■ Exercise brief ■
Copy the data exactly; pictures stay out of the copy.

- - - -

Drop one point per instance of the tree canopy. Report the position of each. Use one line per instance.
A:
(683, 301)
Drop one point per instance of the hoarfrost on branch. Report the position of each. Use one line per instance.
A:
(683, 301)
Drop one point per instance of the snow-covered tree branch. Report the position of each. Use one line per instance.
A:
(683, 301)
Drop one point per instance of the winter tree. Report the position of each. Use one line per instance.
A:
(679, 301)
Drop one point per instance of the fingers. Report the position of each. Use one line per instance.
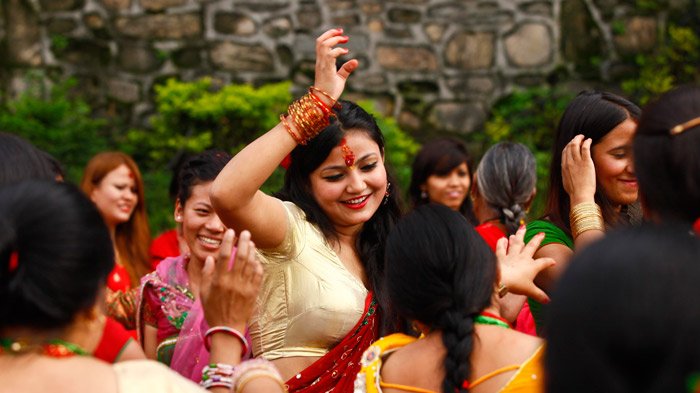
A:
(501, 248)
(224, 256)
(538, 294)
(347, 68)
(532, 246)
(586, 150)
(516, 241)
(328, 34)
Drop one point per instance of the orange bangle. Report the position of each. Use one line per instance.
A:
(294, 136)
(334, 101)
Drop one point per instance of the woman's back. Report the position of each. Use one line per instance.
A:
(495, 349)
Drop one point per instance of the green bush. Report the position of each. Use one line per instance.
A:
(401, 148)
(530, 117)
(56, 122)
(674, 61)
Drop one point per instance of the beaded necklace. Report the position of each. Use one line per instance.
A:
(486, 318)
(55, 348)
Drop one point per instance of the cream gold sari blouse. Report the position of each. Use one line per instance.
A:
(309, 300)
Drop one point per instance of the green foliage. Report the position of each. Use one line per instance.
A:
(530, 117)
(401, 148)
(56, 122)
(193, 116)
(675, 61)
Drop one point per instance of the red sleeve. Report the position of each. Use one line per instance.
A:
(114, 339)
(164, 246)
(151, 307)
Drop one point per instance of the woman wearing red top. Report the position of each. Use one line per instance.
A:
(113, 182)
(504, 186)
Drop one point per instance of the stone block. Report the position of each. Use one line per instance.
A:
(187, 57)
(580, 39)
(371, 7)
(639, 36)
(470, 50)
(116, 5)
(406, 58)
(234, 23)
(404, 15)
(61, 5)
(530, 45)
(123, 91)
(346, 21)
(473, 86)
(61, 25)
(175, 26)
(434, 31)
(309, 17)
(239, 57)
(543, 8)
(457, 117)
(160, 5)
(94, 21)
(277, 27)
(138, 58)
(340, 5)
(85, 53)
(23, 37)
(263, 5)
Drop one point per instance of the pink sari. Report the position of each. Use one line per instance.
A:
(177, 315)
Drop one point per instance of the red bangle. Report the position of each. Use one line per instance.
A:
(231, 332)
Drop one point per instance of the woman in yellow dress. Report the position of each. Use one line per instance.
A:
(441, 275)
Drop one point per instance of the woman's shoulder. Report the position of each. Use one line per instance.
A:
(552, 233)
(148, 376)
(369, 377)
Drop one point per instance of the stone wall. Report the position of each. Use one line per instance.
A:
(433, 64)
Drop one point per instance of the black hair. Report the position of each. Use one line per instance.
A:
(297, 187)
(21, 160)
(63, 252)
(668, 166)
(624, 316)
(440, 157)
(593, 114)
(439, 271)
(198, 169)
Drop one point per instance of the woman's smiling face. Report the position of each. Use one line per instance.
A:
(350, 195)
(614, 164)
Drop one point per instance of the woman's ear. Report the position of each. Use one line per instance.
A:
(527, 203)
(179, 211)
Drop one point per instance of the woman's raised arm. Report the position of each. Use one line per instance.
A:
(236, 194)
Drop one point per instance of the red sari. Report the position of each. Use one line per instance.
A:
(336, 370)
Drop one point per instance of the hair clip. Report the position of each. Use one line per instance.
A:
(14, 261)
(679, 129)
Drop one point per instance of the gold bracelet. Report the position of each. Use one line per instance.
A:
(334, 101)
(585, 217)
(258, 373)
(502, 290)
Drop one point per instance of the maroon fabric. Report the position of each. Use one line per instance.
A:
(336, 371)
(114, 339)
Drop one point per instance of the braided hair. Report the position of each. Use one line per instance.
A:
(440, 272)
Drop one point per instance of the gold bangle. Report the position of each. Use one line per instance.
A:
(502, 290)
(334, 101)
(258, 373)
(584, 217)
(294, 136)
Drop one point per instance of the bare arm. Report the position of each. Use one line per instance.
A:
(150, 341)
(131, 351)
(562, 255)
(579, 179)
(236, 194)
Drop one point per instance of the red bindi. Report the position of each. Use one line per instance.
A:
(348, 154)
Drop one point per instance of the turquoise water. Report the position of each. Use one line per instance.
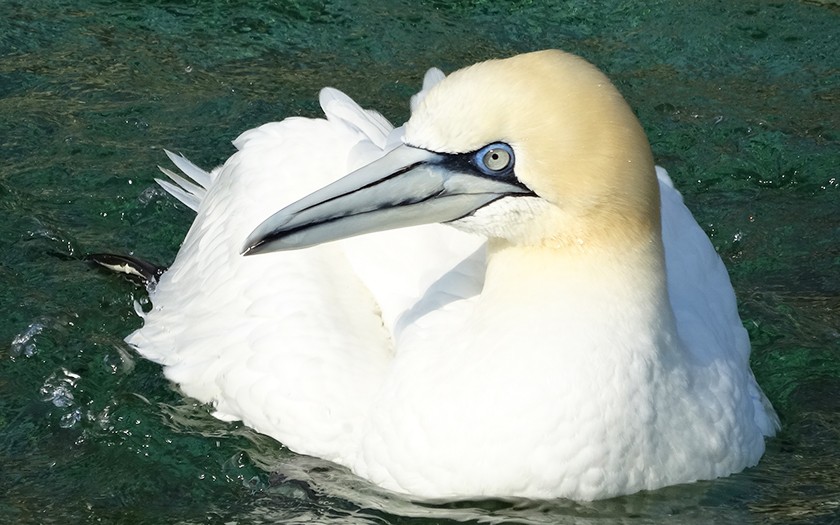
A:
(740, 103)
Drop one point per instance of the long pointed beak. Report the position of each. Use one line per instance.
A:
(407, 187)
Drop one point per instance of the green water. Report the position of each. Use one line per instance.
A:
(740, 101)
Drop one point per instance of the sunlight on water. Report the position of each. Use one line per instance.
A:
(740, 104)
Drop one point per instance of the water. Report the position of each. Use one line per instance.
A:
(740, 103)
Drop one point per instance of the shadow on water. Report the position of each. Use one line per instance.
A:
(738, 99)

- - - -

■ Solution to this exercise ■
Drop one point per instance of the tree canopy. Report the position of each. Use one line per instance.
A:
(683, 301)
Drop one point per instance of the hoarfrost on branch. Report the position of each. Use one line per instance.
A:
(683, 301)
Drop one point per instance of the snow-covered tree branch. Report the position of each. Use one line per instance.
A:
(683, 301)
Drop one point per instance of the winter tree. Report the position of each. Use one line per instance.
A:
(679, 301)
Drop one point per instance of the fingers. Report the position of each. Use one line per instance.
A:
(501, 248)
(224, 256)
(538, 294)
(347, 68)
(532, 246)
(586, 150)
(516, 241)
(328, 34)
Drop one point per instance of the orange bangle. Report the position of each. Use one line per instance.
A:
(294, 136)
(334, 101)
Drop one point per instance of the woman's back. Report the position of each. Use one line per instance.
A:
(495, 349)
Drop one point per instance of the green bush. Report the position of each. Use one line per instance.
A:
(401, 148)
(530, 117)
(56, 122)
(674, 61)
Drop one point per instance of the beaded necklace. Report the position of each. Use one line per instance.
A:
(486, 318)
(55, 348)
Drop one point per instance of the cream gold sari blouse. Report the position of each. Use one line per instance.
A:
(309, 300)
Drop one point per instance of the green foliage. Report the position of each. Use one line per instance.
A:
(530, 117)
(401, 148)
(56, 122)
(193, 116)
(675, 61)
Drop one point per instance of the red sleeve. Report the position of each. Use one line per instance.
A:
(114, 339)
(164, 246)
(151, 307)
Drop one point per instance of the woman wearing red top. Report the position of each. Use one line per instance.
A:
(113, 182)
(504, 186)
Drop one point per instance of the stone block. Report the position of each. Use one line per instance.
A:
(187, 57)
(580, 39)
(371, 7)
(639, 36)
(470, 50)
(116, 5)
(406, 58)
(234, 23)
(404, 15)
(61, 5)
(530, 45)
(123, 91)
(346, 21)
(473, 86)
(61, 25)
(175, 26)
(434, 31)
(309, 17)
(239, 57)
(543, 8)
(457, 117)
(160, 5)
(94, 21)
(277, 27)
(138, 58)
(340, 5)
(85, 53)
(23, 37)
(263, 5)
Drop one point per instance of the pink sari. Report the position of each. Use one line per instance.
A:
(177, 315)
Drop one point per instance of the red bangle. Report the position of each. Use one line per instance.
A:
(231, 332)
Drop one point per instance of the woman in yellow dress. Report the position of each. Use one line per instance.
A:
(441, 275)
Drop one point per instance of the woman's shoulder. Report the position of each. Use one line per instance.
A:
(552, 233)
(148, 376)
(369, 377)
Drop one point per instance of the stone wall. Report the position of each. Use one line per instance.
A:
(433, 64)
Drop one point per instance of the black hair. Report the position of each. Use one line per instance.
A:
(297, 187)
(21, 160)
(63, 252)
(668, 166)
(624, 316)
(440, 157)
(593, 114)
(439, 271)
(198, 169)
Drop one point per instance of the woman's smiling face. Report the position of each. Use one line per instance.
A:
(350, 195)
(614, 164)
Drop one point per instance of the woman's ear. Report the position of each. Use one line per instance.
A:
(527, 203)
(179, 211)
Drop one point per instance of the woman's raised arm. Report the position of each. Use one line per instance.
A:
(236, 194)
Drop one point per instance of the red sari. Report the position of each. Use one line per instance.
A:
(336, 370)
Drop one point per instance of the hair clip. Report the position of each. Use one line per instance.
A:
(14, 261)
(679, 129)
Drop one point per instance of the gold bracelet. Report the position of each. Use one line per instance.
A:
(334, 101)
(585, 217)
(258, 373)
(502, 290)
Drop one point per instance of the maroon fabric. Report the position of each. Use one line per instance.
A:
(336, 371)
(114, 339)
Drop one point per instance of the braided hair. Report the position of each. Use one line per instance.
A:
(440, 272)
Drop one point per instance of the gold bangle. Report the position of each. Use one line per instance.
A:
(502, 290)
(334, 101)
(258, 373)
(584, 217)
(294, 136)
Drop one point per instance of the bare arm. Report the position of each. Use one line per instance.
A:
(150, 341)
(131, 351)
(562, 255)
(579, 179)
(236, 194)
Drop one point per instance of the red bindi. Report the position of each. Use one line per instance.
A:
(348, 154)
Drop one point per instance of the turquoise water. Report the position of each. Use one line per instance.
A:
(740, 103)
Drop one point per instance of the long pointed beak. Report the position of each. Use one line per instance.
A:
(407, 187)
Drop one point per instance of the green water. Report the position of each. Use one line per instance.
A:
(740, 101)
Drop one point per instance of the sunlight on water. Report the position of each. Use one line per instance.
A:
(740, 104)
Drop one point per instance of the water. Report the position of each. Use one line per instance.
A:
(740, 103)
Drop one point per instance of the shadow on water. Report the position of each. Use one line per instance.
A:
(738, 99)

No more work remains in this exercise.